━━━ Given entries ━━━

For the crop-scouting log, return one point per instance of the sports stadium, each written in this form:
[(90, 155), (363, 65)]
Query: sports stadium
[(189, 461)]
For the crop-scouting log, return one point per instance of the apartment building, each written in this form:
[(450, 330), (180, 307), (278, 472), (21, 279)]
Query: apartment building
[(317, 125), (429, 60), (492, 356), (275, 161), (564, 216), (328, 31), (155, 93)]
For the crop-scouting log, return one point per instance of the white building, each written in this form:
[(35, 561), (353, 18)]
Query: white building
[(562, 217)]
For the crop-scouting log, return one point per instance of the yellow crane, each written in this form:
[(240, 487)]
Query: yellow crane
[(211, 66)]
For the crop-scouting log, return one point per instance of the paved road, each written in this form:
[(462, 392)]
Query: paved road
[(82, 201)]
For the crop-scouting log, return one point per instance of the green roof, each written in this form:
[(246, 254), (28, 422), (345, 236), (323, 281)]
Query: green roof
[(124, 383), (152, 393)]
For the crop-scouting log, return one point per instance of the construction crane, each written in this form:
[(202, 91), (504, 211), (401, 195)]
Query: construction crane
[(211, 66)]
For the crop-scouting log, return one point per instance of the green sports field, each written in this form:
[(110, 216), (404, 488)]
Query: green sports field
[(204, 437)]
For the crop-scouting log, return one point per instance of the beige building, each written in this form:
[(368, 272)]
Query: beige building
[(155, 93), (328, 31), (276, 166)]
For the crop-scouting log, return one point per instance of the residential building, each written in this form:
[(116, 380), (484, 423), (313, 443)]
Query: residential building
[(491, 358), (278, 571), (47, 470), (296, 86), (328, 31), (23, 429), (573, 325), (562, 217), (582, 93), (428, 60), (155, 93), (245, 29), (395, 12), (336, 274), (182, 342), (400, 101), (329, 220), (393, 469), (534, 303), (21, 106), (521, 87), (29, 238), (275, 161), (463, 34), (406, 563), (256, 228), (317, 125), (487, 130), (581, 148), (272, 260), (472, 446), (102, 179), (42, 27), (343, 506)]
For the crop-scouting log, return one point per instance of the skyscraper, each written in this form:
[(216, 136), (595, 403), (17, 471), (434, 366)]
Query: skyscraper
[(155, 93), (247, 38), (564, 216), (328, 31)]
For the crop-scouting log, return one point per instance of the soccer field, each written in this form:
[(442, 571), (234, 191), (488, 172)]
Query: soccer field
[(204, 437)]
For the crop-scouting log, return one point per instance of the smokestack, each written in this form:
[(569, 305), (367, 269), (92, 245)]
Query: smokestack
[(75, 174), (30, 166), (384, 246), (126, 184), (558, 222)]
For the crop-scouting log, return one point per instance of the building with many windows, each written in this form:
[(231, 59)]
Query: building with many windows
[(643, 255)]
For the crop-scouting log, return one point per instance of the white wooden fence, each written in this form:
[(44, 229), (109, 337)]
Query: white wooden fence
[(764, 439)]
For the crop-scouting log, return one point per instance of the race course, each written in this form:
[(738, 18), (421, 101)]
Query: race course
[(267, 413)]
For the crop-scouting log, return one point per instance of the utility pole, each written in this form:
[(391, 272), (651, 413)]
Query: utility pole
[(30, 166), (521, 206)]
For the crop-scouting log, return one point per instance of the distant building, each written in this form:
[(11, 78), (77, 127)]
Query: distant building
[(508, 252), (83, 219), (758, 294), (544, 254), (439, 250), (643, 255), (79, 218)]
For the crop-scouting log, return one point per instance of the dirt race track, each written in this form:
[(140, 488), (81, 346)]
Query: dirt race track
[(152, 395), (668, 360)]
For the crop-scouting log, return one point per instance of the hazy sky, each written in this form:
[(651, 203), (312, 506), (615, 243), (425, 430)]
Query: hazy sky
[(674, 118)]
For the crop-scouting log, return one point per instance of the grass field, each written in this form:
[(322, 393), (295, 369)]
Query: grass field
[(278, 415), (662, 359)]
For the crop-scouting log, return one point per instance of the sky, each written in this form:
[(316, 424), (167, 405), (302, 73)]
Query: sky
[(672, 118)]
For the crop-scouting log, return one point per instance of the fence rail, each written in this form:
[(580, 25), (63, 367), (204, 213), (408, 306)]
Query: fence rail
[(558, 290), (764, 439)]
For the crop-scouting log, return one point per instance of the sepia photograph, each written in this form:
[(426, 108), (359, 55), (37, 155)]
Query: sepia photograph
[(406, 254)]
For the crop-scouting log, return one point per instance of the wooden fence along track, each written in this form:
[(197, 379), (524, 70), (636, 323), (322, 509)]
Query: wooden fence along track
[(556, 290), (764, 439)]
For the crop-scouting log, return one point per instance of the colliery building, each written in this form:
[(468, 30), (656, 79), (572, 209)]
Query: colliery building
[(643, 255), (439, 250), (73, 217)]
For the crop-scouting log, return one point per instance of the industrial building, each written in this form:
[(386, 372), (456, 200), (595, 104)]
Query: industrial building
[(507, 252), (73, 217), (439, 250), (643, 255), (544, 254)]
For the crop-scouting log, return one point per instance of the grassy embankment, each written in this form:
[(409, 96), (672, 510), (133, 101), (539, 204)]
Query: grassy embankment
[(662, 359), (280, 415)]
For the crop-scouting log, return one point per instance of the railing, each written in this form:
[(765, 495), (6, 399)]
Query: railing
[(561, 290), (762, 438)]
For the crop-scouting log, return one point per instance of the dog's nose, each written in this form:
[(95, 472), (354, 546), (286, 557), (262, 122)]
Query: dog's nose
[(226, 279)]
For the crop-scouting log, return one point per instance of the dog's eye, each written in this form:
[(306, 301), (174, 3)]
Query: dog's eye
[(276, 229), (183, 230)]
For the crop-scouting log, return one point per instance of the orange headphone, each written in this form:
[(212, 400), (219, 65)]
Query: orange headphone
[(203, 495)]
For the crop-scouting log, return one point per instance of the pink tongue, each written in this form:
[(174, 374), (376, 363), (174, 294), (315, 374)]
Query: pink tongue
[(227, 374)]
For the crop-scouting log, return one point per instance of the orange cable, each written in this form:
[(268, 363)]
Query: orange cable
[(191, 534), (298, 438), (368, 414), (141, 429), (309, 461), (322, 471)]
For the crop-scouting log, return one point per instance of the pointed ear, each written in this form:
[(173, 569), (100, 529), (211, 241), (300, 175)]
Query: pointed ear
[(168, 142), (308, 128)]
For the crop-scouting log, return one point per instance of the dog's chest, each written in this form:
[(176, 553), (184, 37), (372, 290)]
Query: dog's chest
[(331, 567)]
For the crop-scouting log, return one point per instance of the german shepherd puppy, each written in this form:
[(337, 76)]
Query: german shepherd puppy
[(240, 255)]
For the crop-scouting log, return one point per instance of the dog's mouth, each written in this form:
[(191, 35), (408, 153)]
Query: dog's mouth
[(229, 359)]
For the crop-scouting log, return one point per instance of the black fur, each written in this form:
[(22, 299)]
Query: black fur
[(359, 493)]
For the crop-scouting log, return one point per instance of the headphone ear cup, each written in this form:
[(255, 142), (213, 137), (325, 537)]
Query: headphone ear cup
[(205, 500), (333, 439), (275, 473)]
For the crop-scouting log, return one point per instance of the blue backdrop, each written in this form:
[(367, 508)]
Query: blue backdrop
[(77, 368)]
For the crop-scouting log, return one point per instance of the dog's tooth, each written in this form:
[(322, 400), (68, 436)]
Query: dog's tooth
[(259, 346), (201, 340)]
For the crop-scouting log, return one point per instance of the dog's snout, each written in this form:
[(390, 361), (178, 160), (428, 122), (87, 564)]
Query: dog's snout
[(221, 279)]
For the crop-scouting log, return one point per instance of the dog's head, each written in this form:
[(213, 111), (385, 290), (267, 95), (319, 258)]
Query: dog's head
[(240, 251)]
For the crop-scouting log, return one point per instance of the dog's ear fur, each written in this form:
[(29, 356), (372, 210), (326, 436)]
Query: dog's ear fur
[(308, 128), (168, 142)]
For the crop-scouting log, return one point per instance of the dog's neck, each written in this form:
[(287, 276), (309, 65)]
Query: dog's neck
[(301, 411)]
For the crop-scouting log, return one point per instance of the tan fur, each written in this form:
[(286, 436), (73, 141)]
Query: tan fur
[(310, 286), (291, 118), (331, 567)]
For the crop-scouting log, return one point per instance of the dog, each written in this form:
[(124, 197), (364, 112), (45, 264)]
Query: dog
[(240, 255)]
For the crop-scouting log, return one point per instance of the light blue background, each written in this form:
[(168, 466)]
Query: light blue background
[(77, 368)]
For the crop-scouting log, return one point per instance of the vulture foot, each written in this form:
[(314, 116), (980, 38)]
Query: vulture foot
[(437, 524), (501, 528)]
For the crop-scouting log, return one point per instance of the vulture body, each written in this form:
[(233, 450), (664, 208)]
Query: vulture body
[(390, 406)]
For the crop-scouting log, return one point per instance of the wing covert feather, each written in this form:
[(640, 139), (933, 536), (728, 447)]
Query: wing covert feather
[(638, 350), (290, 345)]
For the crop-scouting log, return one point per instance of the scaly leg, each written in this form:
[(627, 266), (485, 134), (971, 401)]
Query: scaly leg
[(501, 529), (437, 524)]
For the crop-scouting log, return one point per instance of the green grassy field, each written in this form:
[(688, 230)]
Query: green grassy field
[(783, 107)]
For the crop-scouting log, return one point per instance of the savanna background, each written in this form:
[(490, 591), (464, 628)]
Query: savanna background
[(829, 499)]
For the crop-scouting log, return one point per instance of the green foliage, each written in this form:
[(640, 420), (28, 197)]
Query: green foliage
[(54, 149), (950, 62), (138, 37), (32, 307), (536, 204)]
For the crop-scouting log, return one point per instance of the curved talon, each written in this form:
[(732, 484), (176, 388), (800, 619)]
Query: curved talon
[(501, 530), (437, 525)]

━━━

▶ Objective
Rescale the rows from the first line of the listing through the line containing "[(562, 217)]", both included, and write out every line again with the requests. Multiply each point coordinate in the answers by 0.4 and round to whole numbers with halves going up, keeping the requests and their format samples unchanged.

▶ Answer for the task
For the crop-scouting log, return one point per instance of the sports stadium, each written in this form:
[(90, 155), (363, 65)]
Query: sports stadium
[(76, 184)]
For the crop-scouting log, return one point per instance of the apartment building, each written in this form:
[(450, 330), (180, 307), (278, 472), (21, 279)]
Query: apartment building
[(127, 50), (172, 24), (197, 142), (110, 64), (226, 86), (131, 12), (62, 37)]
For the crop-scouting log, return one point per instance of the white building, each written in this form:
[(35, 561), (353, 18)]
Query: white building
[(225, 87)]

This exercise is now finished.